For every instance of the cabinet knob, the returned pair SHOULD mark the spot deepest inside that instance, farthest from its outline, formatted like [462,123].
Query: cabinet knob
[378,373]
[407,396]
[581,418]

· · · ·

The entries above need to be transcribed with no differences at all.

— Answer to the problem —
For every instance of the cabinet knob, the returned pair SHOULD mark the spot deepest inside that instance, farthest from its outline, formatted like [462,123].
Query: cabinet knob
[378,373]
[407,396]
[581,418]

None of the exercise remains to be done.